=== Task details ===
Transcribe everything from "When school students" down to "cloudy to clear." in the milk bottle text below.

Inflating milk bottles to make plastic bags

When school students visit our Materials department, they are usually given a tour of the polymer processing facilities. They normally get to see processes like injection moulding and extrusion blow moulding. However, for the most recent visit the processing lab was busy, so I was given the challenge of demonstrating polymer processing in a lecture room!

First, I showed the students the fundamental stages of polymer processing (melting, shaping and cooling) using polycaprolactone, which can be melted with boiling water.

To demonstrate processing using a common polymer at real-world polymer processing temperatures, usually much higher than 100 C, I simply used a hot air gun (the type used for paint stripping, like a super-hot hair dryer) on the side of a 1-litre HDPE milk bottle. Within a few seconds the polymer melts, and changes from cloudy to clear.

Milk bottle before heating

After heating with a heat gun

If you blow into the neck of the bottle, you can inflate the melted portion into a bubble, which eventually bursts. It's fun! Here's a video of me inflating a bottle:

 The polymer in the skin of the bubble cools and freezes very quickly. Take care though, there will still may be some very hot melted polymer around the bottom of the bubble. Here's the finished 'product':

I get the students to feel the bubble - it feels exactly like a supermarket plastic bag. This is because these bags are also made out of HDPE, and also made by inflating molten polymer (in the blown film process). Inflation is also how the milk bottle was made in the first place - by extrusion blow moulding.

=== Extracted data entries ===
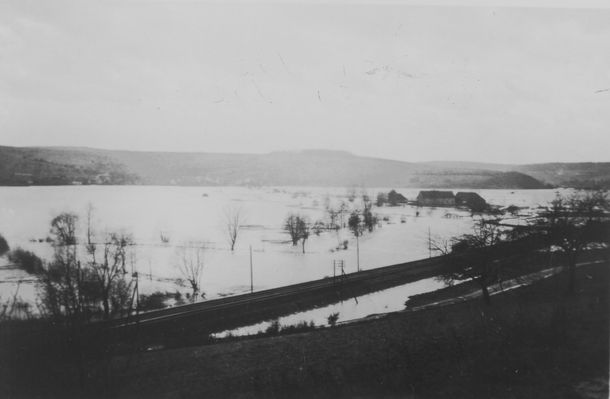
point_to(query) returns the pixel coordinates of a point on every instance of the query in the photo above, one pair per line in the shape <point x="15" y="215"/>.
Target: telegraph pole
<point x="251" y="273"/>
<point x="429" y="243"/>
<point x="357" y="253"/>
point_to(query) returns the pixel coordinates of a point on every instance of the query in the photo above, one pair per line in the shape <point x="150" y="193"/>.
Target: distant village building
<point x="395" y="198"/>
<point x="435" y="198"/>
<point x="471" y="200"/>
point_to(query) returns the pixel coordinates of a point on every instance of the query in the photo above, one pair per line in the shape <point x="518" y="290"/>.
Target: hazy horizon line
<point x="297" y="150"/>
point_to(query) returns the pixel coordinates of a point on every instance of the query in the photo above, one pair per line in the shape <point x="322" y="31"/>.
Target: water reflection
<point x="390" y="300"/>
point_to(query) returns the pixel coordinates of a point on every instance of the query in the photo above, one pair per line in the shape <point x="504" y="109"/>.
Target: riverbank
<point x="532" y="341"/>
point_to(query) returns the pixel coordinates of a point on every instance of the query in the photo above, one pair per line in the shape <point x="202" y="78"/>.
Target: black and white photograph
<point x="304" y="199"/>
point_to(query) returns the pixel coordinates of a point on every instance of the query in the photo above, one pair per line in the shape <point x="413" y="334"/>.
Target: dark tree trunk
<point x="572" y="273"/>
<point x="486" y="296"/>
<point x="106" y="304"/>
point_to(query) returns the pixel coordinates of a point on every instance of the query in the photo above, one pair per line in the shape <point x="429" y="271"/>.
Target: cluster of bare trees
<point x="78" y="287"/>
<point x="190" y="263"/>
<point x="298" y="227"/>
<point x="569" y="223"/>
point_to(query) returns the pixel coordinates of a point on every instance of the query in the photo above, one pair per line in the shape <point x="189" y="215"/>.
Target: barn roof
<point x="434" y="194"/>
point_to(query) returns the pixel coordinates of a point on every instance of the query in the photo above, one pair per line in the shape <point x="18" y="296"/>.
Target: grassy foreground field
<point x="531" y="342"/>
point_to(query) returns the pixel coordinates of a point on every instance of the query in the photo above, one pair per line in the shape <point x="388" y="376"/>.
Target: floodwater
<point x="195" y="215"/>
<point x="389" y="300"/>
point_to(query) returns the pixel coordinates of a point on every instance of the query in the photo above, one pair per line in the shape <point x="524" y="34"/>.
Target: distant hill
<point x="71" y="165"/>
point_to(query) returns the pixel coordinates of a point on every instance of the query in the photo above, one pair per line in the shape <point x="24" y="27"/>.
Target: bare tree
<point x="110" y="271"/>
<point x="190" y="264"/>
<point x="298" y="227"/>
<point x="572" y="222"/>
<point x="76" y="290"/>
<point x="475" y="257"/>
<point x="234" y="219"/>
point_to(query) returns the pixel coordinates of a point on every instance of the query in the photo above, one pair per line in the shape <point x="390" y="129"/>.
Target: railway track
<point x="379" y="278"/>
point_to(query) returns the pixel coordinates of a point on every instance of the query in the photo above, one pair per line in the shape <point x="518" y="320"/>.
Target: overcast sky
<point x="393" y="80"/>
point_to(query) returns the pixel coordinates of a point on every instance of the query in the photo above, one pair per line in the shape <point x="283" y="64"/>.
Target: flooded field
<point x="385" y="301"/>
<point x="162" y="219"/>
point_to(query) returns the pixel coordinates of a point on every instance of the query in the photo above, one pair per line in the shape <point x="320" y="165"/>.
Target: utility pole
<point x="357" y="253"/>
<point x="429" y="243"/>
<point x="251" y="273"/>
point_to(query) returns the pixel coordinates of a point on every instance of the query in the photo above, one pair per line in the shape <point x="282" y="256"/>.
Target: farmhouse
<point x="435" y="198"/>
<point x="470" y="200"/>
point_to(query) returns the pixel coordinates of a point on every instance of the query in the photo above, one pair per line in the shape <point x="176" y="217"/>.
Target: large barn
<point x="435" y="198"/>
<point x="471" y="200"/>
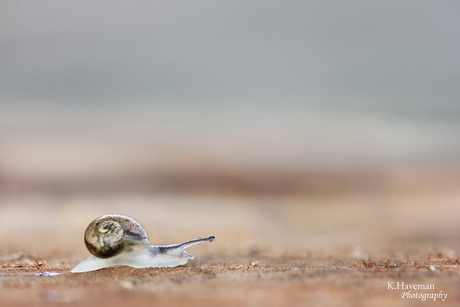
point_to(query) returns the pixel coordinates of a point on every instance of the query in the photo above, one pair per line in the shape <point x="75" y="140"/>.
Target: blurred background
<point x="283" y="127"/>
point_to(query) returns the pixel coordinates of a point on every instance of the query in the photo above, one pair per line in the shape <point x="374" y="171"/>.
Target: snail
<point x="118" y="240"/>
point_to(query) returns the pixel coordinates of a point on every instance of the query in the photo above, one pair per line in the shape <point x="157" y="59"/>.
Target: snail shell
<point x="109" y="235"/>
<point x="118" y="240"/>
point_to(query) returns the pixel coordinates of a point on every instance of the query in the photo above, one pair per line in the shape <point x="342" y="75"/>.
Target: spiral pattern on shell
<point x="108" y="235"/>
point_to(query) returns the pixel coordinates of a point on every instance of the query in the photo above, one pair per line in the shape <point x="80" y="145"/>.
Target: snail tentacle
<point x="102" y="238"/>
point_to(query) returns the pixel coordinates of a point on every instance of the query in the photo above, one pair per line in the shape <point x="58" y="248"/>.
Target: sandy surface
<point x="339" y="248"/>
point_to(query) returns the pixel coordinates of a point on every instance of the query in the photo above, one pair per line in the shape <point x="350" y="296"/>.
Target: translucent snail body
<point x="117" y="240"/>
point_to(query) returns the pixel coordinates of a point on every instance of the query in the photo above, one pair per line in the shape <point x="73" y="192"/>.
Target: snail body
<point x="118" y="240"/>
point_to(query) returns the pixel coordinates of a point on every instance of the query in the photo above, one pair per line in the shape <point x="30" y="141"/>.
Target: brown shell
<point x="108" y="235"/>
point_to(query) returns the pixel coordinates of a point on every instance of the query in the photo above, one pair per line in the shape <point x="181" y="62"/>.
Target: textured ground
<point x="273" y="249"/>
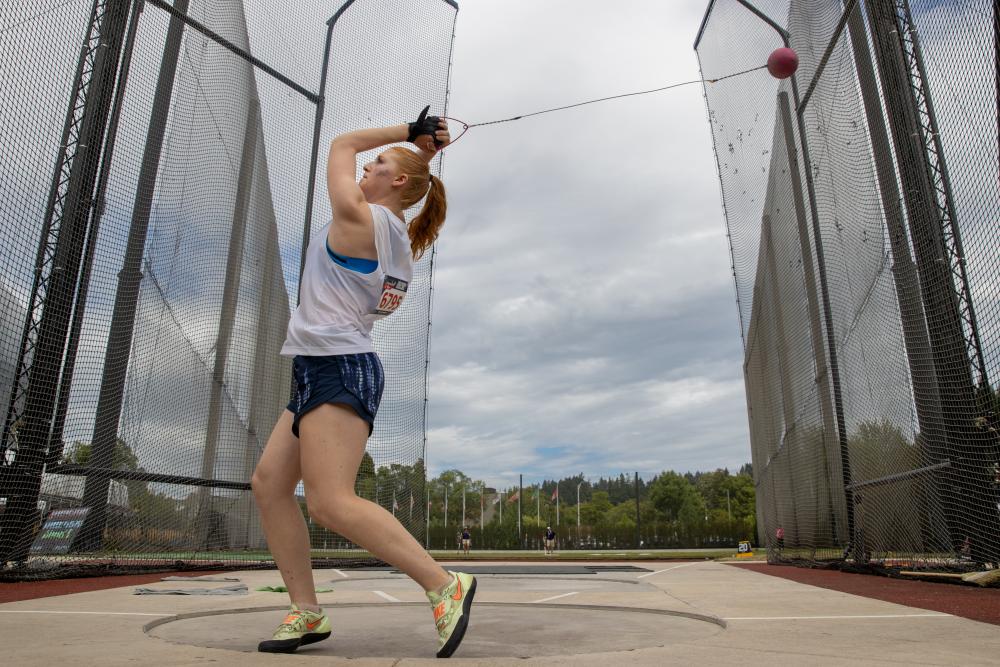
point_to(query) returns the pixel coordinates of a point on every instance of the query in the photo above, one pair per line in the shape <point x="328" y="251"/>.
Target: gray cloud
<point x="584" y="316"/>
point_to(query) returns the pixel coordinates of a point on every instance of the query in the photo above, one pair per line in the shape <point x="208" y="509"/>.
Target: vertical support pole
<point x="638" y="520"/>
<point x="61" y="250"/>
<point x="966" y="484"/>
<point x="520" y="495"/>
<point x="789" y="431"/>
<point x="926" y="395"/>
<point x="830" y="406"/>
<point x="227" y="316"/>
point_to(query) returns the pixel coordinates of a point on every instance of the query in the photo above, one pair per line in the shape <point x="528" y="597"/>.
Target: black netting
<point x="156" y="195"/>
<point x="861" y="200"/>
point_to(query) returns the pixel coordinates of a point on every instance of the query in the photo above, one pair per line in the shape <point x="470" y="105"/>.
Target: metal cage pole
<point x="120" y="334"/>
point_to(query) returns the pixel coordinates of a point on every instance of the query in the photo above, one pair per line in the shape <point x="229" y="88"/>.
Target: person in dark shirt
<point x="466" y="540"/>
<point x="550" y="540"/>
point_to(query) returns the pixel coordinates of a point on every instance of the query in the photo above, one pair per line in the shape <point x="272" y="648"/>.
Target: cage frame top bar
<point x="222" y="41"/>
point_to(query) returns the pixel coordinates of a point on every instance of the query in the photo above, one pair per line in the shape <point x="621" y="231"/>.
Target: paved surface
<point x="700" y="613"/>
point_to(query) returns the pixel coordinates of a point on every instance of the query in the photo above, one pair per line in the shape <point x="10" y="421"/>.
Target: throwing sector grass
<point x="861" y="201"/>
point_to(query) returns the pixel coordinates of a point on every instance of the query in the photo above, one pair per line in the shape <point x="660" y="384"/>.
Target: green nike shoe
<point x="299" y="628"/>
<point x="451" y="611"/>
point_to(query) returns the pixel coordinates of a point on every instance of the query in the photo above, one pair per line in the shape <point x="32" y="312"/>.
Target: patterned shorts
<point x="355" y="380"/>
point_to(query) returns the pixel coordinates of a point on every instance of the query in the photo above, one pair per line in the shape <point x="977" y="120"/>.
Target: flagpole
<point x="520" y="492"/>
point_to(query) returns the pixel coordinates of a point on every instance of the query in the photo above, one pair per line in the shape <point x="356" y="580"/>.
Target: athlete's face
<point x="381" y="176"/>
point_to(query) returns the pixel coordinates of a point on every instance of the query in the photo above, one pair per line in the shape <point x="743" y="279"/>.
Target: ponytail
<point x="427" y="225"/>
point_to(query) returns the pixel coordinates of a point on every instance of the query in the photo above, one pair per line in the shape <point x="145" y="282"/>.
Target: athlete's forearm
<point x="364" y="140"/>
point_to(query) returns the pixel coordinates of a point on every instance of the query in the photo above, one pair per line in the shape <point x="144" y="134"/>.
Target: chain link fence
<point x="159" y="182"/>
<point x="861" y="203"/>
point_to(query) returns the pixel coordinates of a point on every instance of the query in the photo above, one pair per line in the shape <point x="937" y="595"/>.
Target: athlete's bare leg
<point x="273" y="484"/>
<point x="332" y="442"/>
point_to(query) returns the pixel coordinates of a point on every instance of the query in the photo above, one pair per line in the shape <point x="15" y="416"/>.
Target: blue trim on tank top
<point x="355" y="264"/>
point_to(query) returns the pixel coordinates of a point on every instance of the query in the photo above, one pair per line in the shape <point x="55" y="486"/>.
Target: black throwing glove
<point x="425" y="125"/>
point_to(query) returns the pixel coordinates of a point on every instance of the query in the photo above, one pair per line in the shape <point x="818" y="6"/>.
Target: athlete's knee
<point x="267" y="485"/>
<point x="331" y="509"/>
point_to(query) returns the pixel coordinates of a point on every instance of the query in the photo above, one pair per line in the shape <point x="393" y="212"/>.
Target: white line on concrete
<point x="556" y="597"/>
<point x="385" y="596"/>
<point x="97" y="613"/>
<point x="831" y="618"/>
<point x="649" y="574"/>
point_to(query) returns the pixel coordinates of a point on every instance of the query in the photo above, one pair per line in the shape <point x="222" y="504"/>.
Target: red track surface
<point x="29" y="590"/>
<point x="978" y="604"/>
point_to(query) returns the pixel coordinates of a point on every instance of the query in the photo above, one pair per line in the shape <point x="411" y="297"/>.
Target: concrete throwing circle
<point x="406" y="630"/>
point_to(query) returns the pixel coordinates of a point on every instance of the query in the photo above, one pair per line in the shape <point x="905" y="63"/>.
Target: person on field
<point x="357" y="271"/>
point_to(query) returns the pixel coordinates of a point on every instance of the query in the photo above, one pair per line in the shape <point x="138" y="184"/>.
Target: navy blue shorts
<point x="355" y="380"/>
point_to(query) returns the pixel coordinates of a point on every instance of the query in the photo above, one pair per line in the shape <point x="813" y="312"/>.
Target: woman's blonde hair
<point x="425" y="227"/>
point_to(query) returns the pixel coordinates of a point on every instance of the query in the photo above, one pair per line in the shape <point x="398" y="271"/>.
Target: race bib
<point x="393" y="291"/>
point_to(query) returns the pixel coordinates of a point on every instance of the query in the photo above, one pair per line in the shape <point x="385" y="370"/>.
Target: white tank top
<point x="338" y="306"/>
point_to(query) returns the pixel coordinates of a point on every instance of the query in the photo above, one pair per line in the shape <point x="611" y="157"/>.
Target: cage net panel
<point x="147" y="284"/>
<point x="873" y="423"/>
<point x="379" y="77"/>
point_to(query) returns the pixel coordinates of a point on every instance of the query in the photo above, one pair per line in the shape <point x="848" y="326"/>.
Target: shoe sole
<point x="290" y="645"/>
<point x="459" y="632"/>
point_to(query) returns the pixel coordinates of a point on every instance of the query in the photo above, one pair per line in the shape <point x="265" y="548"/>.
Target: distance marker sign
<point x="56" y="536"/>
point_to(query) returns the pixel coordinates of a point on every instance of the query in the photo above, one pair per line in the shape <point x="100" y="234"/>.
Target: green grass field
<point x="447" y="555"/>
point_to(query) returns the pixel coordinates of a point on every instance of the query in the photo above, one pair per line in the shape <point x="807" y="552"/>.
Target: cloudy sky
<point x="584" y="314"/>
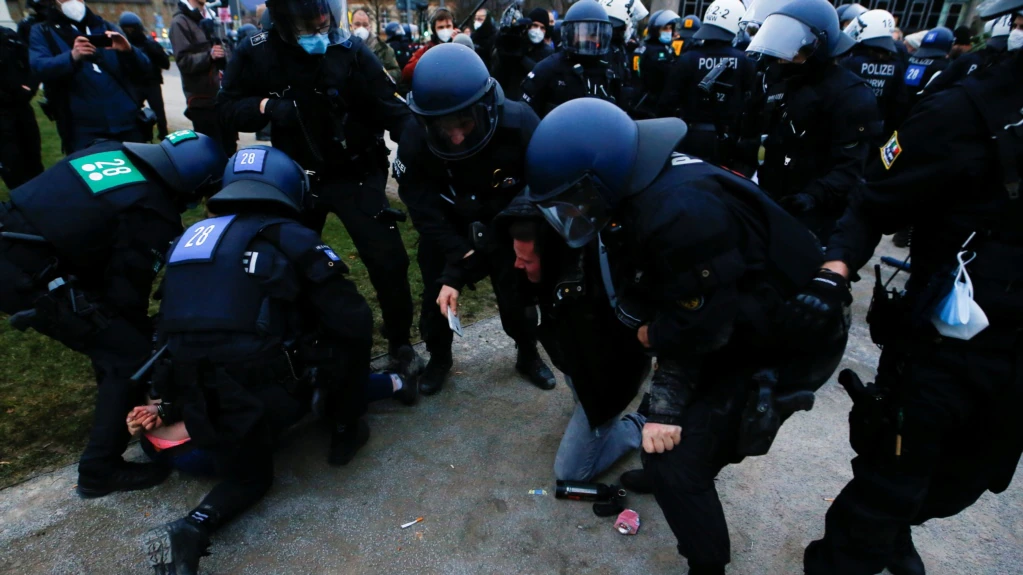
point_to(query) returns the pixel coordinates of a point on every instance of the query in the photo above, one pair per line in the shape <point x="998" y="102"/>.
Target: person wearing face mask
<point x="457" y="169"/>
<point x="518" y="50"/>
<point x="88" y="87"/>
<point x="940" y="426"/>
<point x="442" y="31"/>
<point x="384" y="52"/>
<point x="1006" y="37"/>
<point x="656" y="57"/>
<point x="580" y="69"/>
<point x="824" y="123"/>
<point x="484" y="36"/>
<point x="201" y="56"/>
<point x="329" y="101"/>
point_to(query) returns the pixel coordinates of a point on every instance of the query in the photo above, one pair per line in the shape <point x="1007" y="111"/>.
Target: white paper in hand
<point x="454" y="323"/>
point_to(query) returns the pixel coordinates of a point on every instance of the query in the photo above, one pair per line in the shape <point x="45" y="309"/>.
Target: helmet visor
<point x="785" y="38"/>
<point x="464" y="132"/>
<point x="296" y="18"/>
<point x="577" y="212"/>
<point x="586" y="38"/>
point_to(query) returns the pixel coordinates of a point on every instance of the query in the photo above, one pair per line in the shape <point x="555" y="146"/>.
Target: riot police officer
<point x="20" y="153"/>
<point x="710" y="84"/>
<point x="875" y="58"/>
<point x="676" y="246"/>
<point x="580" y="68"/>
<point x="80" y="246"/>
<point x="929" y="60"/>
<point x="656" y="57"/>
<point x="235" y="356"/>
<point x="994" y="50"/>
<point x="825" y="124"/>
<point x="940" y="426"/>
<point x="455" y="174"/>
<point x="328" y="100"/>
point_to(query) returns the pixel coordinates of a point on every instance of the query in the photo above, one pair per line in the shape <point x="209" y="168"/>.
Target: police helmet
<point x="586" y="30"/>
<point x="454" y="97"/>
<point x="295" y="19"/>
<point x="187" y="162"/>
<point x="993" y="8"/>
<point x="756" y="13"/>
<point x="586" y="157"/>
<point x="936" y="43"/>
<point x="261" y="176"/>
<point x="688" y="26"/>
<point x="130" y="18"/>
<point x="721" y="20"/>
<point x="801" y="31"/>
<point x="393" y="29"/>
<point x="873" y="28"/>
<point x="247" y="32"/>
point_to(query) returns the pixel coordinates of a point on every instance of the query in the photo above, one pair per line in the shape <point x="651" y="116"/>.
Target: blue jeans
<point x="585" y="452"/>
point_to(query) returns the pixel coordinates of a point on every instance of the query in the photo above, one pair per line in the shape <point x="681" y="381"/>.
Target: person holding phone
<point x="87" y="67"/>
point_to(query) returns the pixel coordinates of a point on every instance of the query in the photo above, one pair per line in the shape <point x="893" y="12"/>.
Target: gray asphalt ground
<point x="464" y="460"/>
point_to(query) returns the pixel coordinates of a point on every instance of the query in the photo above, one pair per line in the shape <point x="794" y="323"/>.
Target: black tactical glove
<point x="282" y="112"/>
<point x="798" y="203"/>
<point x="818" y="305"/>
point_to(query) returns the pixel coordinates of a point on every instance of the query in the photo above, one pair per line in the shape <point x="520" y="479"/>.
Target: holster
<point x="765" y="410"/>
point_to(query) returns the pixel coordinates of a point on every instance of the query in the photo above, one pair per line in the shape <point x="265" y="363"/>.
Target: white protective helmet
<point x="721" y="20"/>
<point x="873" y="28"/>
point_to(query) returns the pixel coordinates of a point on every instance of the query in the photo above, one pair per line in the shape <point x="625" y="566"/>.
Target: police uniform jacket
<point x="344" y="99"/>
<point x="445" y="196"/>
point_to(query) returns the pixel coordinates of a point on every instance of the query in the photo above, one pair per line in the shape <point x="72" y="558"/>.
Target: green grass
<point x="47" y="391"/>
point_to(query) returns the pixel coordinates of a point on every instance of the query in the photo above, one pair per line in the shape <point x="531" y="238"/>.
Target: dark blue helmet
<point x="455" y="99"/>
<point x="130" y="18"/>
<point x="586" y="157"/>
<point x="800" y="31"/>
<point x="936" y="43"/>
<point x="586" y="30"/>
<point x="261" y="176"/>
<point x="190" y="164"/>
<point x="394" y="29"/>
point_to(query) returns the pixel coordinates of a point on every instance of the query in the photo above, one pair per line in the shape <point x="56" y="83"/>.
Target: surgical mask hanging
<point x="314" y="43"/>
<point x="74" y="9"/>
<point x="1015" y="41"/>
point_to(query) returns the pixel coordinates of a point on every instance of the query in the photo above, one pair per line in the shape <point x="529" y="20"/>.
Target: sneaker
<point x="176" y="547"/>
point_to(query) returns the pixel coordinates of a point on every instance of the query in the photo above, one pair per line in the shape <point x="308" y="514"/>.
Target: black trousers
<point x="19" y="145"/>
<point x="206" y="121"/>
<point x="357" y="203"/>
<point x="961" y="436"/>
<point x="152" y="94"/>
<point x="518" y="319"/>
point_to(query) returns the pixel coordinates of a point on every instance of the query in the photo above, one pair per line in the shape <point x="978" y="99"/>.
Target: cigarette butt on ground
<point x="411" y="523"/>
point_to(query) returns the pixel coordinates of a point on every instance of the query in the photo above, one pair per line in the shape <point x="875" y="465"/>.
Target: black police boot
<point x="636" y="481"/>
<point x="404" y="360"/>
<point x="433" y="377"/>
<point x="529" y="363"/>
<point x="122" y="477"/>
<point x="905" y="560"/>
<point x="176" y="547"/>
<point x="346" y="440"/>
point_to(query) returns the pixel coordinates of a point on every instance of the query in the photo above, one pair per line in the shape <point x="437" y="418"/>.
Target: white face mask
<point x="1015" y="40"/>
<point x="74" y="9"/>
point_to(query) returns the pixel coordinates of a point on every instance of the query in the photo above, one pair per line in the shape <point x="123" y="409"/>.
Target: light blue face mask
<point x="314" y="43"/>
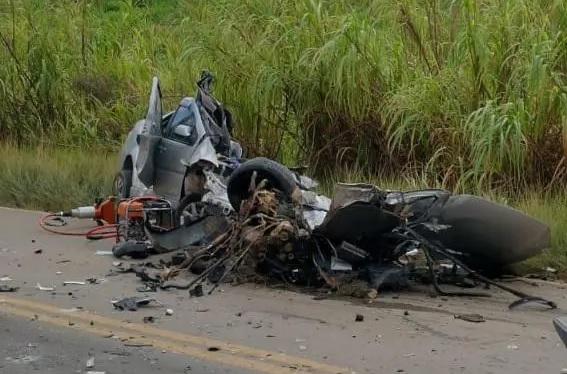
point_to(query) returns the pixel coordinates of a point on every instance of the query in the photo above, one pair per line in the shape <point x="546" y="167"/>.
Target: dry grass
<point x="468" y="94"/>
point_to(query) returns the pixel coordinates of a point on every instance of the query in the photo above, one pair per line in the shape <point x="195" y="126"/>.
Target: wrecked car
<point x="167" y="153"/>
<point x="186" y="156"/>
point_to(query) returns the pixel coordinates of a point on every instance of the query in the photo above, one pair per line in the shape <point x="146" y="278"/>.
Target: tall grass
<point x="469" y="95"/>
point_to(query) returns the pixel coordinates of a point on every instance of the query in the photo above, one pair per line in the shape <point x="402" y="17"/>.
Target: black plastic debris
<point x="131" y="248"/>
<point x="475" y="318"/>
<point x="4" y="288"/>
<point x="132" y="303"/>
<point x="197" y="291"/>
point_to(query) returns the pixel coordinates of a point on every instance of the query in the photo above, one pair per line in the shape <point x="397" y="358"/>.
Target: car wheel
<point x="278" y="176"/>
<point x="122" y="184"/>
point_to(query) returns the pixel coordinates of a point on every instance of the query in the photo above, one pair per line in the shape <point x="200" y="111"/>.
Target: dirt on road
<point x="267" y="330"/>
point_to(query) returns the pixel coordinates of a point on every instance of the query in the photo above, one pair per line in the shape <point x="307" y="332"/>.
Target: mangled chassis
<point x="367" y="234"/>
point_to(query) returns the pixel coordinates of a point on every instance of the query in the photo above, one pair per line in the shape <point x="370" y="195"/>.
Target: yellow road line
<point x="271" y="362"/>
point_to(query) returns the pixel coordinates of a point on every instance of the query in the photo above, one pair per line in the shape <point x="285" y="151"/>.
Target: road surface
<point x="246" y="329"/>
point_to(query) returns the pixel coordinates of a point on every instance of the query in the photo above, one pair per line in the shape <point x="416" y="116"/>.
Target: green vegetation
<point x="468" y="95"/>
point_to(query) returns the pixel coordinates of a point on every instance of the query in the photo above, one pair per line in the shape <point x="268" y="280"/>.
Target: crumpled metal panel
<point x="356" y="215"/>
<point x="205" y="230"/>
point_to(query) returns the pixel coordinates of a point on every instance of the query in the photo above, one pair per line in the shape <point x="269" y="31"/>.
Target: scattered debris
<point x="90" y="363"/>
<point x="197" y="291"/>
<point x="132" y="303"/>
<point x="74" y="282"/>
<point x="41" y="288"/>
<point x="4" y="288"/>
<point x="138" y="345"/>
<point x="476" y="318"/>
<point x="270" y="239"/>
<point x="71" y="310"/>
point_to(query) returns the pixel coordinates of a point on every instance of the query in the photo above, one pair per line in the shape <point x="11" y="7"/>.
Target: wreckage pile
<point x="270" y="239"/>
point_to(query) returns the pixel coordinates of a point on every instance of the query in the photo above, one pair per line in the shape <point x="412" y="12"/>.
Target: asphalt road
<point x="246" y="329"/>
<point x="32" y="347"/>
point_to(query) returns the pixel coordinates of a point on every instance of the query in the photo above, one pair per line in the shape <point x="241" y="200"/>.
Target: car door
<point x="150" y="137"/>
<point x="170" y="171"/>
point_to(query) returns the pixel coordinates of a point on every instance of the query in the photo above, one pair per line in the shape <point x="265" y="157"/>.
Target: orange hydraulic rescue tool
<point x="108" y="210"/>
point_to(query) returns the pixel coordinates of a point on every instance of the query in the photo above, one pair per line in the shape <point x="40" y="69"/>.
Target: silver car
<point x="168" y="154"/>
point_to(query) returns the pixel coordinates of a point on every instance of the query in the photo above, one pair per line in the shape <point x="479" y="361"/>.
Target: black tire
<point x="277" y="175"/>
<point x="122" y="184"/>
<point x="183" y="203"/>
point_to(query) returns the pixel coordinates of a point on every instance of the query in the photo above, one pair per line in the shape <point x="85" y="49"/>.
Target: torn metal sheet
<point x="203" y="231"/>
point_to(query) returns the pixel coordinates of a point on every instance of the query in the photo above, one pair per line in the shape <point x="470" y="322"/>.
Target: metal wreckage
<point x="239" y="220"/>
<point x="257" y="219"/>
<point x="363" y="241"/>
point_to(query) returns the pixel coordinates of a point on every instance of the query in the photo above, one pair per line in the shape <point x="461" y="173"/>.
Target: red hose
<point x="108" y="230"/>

=== Result of the task ===
When school students visit our Materials department, they are usually given a tour of the polymer processing facilities. They normally get to see processes like injection moulding and extrusion blow moulding. However, for the most recent visit the processing lab was busy, so I was given the challenge of demonstrating polymer processing in a lecture room!

First, I showed the students the fundamental stages of polymer processing (melting, shaping and cooling) using polycaprolactone, which can be melted with boiling water.

To demonstrate processing using a common polymer at real-world polymer processing temperatures, usually much higher than 100 C, I simply used a hot air gun (the type used for paint stripping, like a super-hot hair dryer) on the side of a 1-litre HDPE milk bottle. Within a few seconds the polymer melts, and changes from cloudy to clear.